'''

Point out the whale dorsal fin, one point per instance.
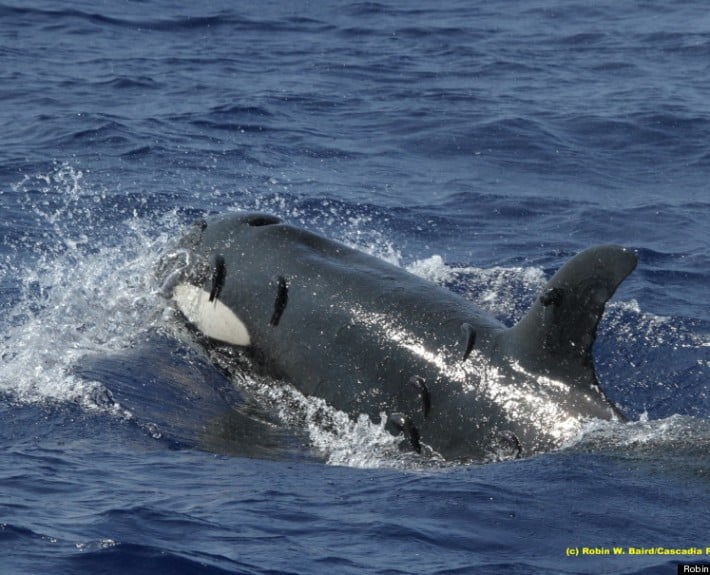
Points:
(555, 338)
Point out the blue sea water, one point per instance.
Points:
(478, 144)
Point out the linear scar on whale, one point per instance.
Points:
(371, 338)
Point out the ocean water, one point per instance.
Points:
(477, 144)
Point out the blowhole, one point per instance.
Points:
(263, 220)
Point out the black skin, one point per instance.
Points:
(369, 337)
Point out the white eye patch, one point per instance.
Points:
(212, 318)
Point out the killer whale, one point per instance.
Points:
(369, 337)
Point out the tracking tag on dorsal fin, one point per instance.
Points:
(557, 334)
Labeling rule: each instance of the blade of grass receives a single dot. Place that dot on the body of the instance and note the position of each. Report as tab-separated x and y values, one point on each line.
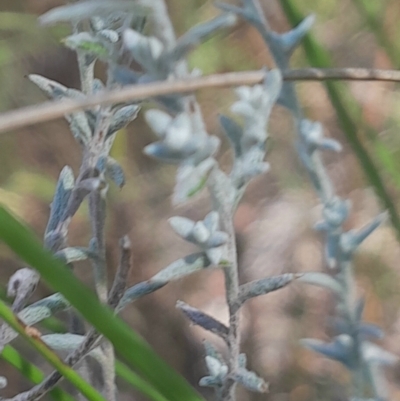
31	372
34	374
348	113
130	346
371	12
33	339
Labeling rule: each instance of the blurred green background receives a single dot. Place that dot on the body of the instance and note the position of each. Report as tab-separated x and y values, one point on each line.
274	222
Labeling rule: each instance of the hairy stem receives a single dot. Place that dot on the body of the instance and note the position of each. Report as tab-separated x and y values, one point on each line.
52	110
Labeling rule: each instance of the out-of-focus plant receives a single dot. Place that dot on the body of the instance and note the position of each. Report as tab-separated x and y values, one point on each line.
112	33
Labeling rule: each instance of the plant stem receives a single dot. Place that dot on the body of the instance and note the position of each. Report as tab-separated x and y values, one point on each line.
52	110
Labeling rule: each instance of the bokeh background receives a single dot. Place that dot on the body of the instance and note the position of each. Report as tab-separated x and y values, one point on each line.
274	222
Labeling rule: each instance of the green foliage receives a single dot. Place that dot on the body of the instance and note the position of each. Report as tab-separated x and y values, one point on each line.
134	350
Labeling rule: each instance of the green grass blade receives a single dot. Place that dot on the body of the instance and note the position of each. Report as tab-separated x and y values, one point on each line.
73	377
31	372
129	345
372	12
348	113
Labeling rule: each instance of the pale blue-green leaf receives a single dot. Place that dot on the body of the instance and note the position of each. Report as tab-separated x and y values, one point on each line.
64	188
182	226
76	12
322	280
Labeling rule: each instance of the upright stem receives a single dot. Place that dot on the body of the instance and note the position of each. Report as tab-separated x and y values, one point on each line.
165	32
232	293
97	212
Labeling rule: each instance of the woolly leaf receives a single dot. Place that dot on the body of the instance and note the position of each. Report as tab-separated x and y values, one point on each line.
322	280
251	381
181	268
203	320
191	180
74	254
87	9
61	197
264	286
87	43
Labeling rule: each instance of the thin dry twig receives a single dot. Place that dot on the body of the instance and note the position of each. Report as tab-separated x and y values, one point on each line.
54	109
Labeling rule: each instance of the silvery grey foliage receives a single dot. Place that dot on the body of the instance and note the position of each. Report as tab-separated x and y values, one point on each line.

'''
'''

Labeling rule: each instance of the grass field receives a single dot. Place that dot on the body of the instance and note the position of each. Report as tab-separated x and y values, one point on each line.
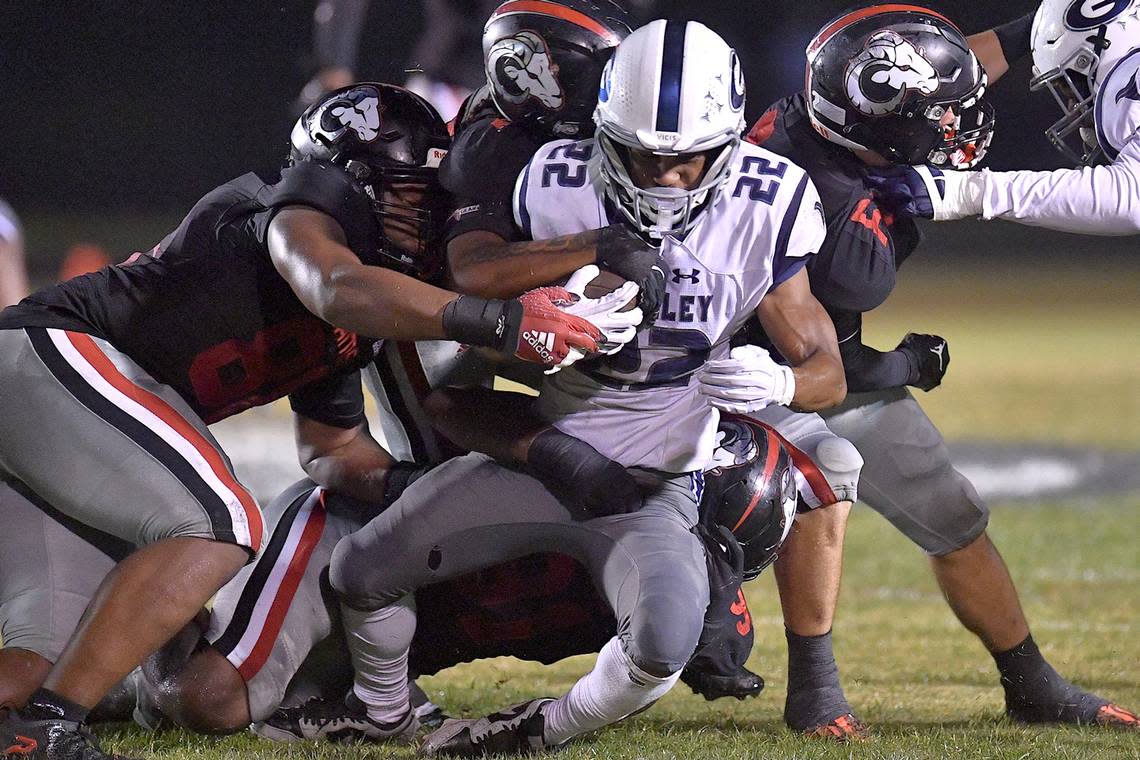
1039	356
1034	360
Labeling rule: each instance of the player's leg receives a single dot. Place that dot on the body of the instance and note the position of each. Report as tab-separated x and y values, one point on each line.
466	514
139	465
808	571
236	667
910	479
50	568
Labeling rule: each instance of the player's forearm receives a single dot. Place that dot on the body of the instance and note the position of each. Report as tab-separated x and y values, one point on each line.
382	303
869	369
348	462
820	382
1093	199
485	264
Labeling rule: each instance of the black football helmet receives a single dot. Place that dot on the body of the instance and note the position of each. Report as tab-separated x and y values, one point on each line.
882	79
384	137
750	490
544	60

'''

Show every line from the entries above that contains the word "blue".

| RESULT OF THIS EXERCISE |
Point out the blue sea water, one point per instance.
Labeling rule: each instance of the pale blue-green leaf receives a single dot. Place that dot on the body of the instance and note the position of each. Report as tab-separated x and y values, one point on each line.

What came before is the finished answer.